Scan the entries that follow for the word "delineator", then report every line in which it appears.

Exercise inputs:
=== Begin Enclosure ===
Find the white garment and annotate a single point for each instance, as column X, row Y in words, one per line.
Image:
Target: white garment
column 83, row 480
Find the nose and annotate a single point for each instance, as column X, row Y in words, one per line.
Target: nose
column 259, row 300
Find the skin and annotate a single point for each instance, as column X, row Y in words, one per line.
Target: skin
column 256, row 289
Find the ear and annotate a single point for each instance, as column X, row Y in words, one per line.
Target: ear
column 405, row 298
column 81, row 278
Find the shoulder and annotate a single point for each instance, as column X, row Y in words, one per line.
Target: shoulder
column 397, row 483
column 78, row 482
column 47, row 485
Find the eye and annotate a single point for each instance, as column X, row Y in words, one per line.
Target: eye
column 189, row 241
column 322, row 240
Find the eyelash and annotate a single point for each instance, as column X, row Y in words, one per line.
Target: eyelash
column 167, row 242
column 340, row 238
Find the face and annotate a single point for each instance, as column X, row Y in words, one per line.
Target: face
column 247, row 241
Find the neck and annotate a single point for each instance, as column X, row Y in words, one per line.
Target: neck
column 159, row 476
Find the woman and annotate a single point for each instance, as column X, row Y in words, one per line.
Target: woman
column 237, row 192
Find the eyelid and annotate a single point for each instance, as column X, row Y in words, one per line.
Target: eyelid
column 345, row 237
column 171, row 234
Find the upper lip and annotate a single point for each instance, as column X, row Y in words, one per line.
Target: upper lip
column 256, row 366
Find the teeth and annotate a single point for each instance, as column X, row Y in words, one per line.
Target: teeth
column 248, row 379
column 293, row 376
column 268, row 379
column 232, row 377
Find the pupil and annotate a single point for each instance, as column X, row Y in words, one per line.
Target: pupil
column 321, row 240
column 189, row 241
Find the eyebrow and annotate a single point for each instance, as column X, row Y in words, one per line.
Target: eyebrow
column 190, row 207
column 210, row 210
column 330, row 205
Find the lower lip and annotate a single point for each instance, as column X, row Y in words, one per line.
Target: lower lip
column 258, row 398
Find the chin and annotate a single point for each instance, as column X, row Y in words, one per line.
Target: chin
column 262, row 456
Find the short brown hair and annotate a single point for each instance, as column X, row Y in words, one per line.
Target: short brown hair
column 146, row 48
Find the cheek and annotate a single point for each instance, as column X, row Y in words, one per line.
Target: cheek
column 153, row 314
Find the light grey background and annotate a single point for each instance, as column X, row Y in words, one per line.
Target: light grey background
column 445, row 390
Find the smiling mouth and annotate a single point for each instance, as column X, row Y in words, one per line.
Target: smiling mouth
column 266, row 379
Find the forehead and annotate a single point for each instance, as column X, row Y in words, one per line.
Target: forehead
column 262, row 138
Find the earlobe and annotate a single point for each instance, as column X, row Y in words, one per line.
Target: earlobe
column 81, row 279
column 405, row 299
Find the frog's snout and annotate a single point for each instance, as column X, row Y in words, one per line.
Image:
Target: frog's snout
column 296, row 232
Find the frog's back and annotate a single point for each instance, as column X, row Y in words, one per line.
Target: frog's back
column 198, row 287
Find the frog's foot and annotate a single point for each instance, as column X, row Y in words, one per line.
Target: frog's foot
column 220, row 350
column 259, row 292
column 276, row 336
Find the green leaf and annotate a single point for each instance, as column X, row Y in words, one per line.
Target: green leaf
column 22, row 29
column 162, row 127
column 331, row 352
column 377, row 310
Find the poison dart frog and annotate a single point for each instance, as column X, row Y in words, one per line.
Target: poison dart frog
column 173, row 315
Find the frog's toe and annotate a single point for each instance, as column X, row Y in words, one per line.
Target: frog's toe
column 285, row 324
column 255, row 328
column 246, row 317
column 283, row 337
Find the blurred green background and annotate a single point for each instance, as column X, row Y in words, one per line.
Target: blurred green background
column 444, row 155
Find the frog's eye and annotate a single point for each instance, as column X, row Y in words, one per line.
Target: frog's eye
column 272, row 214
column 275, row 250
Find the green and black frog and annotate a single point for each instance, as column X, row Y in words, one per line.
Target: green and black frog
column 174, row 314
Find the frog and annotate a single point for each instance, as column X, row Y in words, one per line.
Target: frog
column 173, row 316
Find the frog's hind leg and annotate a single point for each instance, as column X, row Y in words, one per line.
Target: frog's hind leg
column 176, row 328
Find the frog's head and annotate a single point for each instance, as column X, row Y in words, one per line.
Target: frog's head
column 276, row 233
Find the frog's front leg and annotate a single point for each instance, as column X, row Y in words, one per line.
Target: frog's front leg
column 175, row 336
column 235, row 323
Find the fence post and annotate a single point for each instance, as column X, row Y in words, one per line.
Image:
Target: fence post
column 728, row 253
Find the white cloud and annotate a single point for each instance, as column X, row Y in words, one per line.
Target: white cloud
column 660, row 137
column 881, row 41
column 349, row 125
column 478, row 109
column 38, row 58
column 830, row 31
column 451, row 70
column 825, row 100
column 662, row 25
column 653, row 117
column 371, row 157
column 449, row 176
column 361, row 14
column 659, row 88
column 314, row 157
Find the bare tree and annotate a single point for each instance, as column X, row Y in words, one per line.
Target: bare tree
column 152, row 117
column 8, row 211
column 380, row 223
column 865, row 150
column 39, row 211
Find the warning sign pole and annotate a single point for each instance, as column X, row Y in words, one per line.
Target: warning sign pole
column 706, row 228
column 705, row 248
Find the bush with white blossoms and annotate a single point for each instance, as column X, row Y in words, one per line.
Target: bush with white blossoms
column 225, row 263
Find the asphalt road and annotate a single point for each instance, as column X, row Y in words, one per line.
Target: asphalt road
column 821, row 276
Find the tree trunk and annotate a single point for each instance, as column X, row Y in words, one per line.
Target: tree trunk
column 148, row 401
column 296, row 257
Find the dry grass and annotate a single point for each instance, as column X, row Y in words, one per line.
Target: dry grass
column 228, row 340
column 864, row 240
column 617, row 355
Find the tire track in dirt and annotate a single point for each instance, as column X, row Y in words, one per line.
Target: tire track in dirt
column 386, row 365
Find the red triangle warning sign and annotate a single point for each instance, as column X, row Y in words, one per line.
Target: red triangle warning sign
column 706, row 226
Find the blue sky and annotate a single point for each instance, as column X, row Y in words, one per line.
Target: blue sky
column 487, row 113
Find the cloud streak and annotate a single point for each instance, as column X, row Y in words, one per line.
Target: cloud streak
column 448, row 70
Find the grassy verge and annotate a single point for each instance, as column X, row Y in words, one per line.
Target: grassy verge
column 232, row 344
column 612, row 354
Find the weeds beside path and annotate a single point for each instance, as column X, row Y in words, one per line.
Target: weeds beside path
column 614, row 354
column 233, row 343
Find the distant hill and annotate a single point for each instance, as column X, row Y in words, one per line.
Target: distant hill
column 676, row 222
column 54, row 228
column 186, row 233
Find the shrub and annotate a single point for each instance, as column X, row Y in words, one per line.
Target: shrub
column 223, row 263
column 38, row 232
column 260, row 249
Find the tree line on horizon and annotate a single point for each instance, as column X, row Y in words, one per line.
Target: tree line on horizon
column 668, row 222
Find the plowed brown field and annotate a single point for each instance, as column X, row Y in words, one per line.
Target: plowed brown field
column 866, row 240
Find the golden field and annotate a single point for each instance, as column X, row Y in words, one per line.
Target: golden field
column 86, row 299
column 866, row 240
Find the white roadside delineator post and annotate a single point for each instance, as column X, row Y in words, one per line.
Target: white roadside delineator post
=== End Enclosure ===
Reply to the exercise:
Find the white roadside delineator post and annotate a single point for each instance, as column X, row Y in words, one per line.
Target: white roadside delineator post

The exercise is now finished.